-- Exercise aim --
Show every line of the data below that contains the word "necklace".

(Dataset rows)
## start

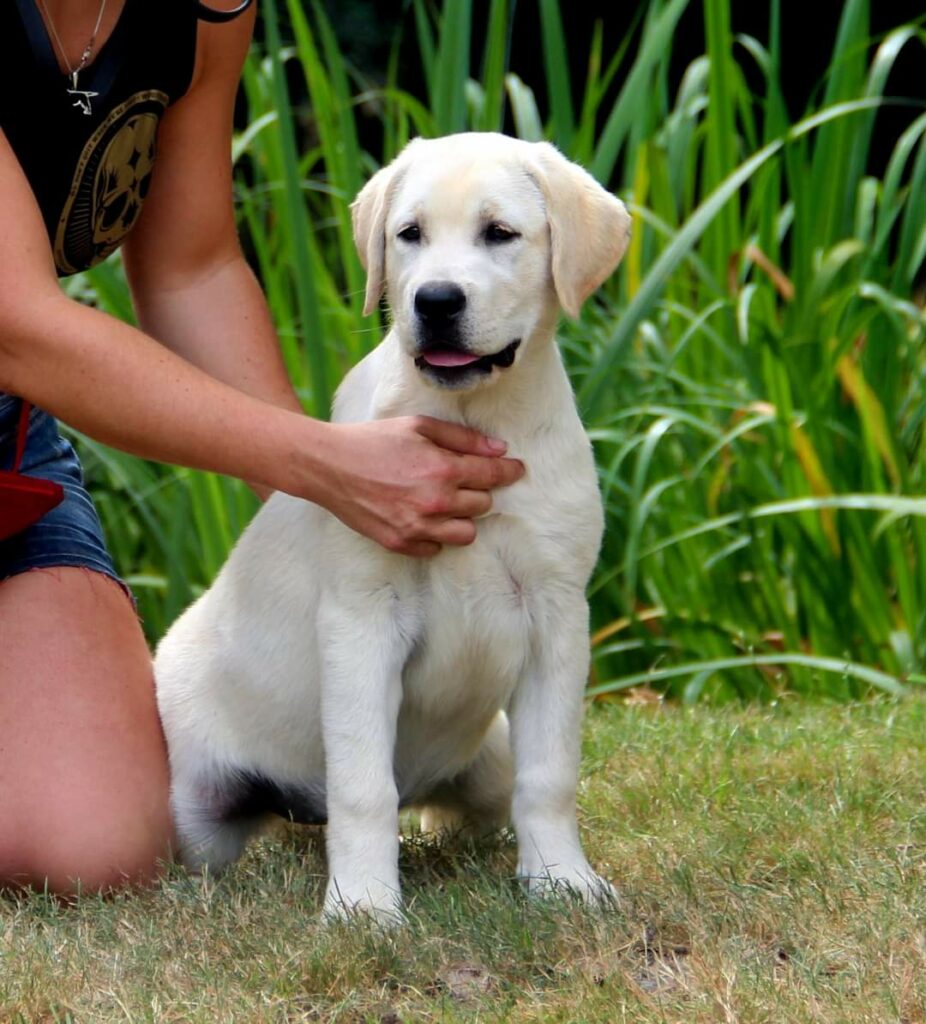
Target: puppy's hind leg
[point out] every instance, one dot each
(478, 800)
(210, 834)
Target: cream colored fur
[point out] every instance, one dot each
(367, 680)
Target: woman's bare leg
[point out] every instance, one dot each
(83, 767)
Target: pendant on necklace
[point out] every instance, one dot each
(82, 102)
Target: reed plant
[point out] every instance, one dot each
(752, 377)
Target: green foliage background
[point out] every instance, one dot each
(752, 376)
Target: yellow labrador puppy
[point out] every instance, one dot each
(329, 680)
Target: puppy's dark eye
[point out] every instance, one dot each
(498, 233)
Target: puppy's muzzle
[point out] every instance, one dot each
(439, 305)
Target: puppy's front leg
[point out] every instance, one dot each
(546, 721)
(363, 654)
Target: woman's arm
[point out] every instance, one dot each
(411, 483)
(192, 288)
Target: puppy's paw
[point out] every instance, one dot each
(373, 902)
(580, 881)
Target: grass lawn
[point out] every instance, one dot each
(771, 861)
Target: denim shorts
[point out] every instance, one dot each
(71, 534)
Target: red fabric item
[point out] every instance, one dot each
(24, 500)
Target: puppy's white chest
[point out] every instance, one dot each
(478, 611)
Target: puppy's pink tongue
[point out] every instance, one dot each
(448, 357)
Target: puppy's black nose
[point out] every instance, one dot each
(439, 300)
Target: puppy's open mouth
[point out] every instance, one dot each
(449, 364)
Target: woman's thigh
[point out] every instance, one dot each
(83, 767)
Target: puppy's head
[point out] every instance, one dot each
(477, 239)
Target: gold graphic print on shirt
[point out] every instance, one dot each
(111, 183)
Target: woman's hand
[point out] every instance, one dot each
(411, 483)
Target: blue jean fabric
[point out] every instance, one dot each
(71, 534)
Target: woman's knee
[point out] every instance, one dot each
(86, 853)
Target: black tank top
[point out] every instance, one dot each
(89, 155)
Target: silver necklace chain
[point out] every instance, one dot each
(83, 96)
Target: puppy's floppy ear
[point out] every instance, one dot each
(368, 213)
(589, 227)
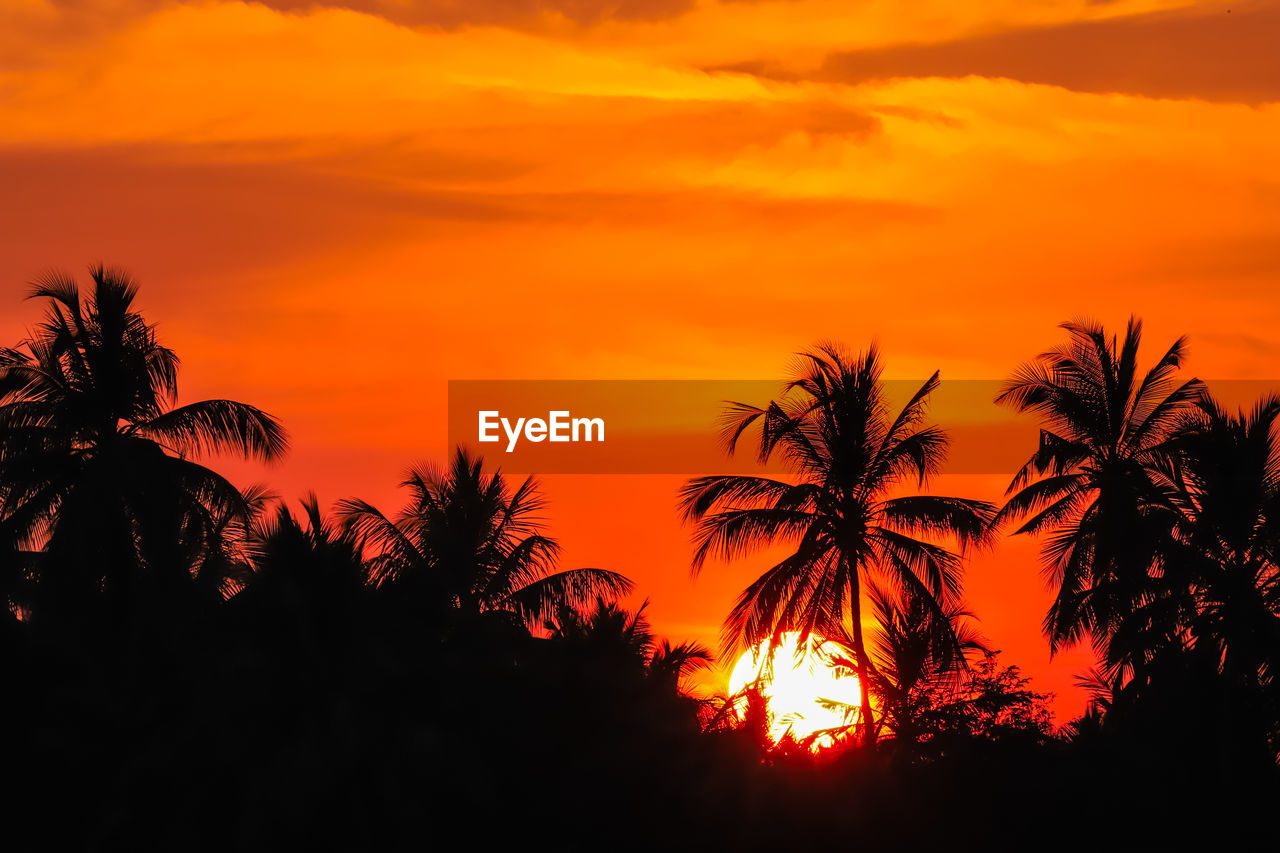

## end

-- Exercise solution --
Target: pendant on necklace
Target: silver necklace chain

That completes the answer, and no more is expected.